→ Work request: List each line of the data in which the string "near" appears.

→ Information supplied:
--*--

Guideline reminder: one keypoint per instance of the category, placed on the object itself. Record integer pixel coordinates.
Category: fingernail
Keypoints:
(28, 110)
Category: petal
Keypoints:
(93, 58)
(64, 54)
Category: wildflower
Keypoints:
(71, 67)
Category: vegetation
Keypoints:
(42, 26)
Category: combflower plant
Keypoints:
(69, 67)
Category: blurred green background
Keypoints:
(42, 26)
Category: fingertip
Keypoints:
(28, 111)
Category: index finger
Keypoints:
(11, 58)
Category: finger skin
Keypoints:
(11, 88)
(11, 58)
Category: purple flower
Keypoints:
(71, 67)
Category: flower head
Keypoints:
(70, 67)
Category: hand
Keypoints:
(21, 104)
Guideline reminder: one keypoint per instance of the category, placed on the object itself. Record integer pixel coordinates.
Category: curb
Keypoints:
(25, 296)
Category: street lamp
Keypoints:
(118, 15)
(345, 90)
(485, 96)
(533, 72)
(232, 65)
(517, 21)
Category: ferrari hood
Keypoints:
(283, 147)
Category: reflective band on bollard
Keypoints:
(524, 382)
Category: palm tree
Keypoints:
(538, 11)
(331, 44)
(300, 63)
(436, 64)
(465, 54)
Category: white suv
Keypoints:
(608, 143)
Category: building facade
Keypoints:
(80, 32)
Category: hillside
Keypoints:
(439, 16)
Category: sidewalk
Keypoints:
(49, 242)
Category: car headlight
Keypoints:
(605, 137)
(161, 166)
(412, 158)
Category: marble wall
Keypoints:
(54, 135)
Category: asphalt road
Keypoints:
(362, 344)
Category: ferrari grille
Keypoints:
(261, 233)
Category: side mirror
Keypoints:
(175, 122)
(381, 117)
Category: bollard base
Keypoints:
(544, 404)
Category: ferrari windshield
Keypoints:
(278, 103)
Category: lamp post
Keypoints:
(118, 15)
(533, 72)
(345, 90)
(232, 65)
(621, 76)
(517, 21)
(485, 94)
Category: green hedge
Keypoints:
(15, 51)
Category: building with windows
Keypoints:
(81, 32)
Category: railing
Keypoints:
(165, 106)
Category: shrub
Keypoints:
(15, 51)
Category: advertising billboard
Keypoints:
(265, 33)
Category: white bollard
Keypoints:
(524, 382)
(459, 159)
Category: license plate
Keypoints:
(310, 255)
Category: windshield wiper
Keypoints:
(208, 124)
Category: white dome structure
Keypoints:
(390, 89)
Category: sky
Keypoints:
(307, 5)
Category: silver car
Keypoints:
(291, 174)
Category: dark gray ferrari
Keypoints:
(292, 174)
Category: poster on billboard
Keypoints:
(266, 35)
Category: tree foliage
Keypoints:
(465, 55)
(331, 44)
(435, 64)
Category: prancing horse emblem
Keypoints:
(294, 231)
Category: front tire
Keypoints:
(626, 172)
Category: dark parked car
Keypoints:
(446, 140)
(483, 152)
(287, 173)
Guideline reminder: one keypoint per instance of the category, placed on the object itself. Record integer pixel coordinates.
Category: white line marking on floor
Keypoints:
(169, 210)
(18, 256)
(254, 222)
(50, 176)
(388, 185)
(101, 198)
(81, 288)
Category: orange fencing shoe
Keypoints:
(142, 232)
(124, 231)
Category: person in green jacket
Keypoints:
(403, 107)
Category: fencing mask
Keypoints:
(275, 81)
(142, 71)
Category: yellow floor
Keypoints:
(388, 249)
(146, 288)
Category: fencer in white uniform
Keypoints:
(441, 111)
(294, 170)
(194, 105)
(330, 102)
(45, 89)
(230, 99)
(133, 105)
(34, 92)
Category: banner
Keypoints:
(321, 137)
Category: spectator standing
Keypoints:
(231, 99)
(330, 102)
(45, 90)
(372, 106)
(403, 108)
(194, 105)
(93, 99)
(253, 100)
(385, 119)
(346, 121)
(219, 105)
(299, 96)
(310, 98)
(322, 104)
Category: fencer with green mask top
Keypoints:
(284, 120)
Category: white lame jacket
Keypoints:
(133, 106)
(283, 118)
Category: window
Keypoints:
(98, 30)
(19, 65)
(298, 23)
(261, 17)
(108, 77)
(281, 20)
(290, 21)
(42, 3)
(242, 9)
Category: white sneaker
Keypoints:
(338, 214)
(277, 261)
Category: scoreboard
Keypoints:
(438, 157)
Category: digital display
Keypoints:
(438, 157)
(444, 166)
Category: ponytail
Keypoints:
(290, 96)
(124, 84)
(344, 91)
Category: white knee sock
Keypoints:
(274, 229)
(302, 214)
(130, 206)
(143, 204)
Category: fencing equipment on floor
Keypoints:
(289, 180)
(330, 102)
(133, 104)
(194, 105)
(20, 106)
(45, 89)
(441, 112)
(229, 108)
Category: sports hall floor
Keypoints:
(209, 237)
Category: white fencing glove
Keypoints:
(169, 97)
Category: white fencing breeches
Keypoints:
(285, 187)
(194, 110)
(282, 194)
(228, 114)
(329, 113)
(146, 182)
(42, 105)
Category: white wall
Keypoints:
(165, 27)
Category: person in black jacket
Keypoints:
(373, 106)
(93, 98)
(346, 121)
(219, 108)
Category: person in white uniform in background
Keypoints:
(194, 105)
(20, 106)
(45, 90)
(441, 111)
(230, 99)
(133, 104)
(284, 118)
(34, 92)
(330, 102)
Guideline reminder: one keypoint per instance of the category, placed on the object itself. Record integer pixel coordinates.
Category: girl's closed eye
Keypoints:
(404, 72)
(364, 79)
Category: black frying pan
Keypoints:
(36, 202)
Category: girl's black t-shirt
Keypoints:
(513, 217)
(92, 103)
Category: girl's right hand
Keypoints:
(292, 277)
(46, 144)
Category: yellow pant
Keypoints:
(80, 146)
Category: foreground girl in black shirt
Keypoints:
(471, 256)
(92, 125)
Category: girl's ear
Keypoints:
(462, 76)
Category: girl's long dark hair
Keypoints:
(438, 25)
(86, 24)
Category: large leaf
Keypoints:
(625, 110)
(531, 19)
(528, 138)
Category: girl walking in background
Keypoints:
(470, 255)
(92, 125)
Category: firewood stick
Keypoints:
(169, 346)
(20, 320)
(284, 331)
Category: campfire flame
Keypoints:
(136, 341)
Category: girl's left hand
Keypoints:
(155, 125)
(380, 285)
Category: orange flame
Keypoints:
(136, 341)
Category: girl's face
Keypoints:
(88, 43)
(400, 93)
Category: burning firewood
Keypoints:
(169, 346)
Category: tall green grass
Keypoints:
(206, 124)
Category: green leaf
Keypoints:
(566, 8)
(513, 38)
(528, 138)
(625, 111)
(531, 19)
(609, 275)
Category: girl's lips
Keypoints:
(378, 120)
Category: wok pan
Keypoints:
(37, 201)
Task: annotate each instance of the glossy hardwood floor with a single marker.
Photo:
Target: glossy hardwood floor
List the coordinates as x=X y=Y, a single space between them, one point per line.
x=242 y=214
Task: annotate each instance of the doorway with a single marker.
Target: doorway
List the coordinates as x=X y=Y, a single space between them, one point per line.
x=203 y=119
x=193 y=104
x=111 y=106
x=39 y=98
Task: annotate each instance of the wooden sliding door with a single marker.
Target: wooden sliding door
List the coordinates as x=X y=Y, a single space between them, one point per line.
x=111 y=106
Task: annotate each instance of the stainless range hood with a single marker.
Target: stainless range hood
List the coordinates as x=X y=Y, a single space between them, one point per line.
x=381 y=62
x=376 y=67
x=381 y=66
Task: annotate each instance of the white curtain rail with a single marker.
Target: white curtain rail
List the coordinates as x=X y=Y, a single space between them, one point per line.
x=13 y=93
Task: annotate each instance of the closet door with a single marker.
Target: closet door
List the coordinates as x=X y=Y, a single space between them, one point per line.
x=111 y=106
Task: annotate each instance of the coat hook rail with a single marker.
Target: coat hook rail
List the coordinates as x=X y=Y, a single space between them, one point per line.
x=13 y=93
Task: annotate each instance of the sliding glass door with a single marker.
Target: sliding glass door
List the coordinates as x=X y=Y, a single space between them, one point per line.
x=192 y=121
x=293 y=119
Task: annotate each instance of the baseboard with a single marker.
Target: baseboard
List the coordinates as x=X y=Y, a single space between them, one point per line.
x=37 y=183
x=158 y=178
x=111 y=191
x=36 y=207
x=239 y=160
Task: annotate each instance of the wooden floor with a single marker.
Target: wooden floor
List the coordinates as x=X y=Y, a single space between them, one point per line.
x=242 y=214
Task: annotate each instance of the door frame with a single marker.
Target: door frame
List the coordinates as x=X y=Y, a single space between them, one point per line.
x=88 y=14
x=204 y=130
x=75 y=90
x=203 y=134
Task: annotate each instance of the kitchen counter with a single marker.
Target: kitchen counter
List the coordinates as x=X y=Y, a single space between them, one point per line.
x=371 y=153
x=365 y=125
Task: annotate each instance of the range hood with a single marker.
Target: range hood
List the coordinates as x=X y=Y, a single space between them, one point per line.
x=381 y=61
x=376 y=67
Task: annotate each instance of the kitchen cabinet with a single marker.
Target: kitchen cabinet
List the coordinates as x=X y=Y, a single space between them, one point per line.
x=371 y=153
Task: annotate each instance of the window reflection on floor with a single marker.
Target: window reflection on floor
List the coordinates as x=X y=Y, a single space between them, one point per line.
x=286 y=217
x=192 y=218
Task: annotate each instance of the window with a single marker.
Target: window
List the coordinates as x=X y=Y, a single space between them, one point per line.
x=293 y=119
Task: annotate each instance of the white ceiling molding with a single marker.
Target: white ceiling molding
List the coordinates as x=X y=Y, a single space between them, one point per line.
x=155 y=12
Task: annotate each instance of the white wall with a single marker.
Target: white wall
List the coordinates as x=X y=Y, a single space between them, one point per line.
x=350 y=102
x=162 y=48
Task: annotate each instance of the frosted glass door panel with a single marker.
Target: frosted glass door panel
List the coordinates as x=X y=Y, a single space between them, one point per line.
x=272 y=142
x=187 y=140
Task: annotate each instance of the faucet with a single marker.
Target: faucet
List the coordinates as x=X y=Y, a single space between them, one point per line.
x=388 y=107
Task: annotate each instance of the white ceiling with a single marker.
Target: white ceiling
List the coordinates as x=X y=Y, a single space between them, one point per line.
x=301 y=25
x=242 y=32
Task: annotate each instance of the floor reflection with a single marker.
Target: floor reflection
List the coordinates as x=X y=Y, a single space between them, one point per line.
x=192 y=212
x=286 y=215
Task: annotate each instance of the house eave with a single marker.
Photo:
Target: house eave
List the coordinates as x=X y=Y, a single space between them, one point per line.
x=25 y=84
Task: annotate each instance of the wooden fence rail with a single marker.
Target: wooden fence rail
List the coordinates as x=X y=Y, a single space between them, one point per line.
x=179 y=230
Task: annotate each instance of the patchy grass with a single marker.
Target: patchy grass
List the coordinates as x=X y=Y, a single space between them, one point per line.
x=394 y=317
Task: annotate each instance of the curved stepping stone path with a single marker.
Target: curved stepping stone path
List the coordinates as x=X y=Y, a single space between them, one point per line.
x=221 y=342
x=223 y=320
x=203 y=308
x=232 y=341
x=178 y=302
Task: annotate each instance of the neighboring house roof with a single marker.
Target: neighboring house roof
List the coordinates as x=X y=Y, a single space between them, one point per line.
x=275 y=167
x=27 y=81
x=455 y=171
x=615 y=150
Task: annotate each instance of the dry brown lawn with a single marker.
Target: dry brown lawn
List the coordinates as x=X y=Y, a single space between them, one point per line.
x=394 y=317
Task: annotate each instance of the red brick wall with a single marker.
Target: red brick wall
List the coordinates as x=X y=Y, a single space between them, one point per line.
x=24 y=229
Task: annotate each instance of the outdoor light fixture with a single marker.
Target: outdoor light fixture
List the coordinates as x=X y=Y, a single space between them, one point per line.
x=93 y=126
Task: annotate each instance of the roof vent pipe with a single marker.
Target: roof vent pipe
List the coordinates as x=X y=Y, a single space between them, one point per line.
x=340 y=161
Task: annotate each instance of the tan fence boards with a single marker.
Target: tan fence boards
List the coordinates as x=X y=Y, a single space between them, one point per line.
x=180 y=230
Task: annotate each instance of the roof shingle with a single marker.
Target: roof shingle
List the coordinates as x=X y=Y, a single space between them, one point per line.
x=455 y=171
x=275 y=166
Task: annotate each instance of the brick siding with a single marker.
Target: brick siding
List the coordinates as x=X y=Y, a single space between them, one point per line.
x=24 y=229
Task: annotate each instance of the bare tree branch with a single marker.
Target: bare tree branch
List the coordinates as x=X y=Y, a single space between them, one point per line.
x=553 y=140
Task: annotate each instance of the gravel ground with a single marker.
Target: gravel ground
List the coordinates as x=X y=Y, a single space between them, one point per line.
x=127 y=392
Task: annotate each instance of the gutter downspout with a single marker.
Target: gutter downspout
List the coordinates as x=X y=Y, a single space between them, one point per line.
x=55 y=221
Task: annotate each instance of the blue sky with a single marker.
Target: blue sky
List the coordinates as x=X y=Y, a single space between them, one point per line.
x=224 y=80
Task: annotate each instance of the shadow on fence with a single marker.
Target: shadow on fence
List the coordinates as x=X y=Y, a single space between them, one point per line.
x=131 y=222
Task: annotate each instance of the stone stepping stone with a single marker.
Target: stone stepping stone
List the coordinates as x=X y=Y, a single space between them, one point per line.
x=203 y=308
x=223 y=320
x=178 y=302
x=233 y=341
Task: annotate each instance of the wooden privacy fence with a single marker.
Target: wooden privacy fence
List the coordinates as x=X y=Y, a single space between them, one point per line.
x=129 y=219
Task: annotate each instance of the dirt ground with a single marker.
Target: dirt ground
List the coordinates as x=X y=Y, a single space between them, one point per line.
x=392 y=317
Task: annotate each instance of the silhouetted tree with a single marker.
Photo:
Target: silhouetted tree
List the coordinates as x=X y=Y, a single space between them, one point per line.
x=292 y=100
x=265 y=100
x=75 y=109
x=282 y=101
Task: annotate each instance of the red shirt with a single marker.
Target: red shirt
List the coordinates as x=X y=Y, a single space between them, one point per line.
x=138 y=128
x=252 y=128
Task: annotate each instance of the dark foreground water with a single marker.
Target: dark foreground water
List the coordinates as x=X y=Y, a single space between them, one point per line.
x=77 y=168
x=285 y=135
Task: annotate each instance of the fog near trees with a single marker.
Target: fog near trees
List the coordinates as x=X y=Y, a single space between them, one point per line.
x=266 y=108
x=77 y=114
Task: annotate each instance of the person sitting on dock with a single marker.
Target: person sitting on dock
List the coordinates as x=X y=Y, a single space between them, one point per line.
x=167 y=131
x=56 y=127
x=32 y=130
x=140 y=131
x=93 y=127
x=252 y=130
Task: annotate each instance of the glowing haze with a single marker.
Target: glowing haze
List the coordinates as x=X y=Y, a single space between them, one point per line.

--*--

→ Written response:
Task: annotate each instance of the fog near trees with a single marker.
Target: fog near trees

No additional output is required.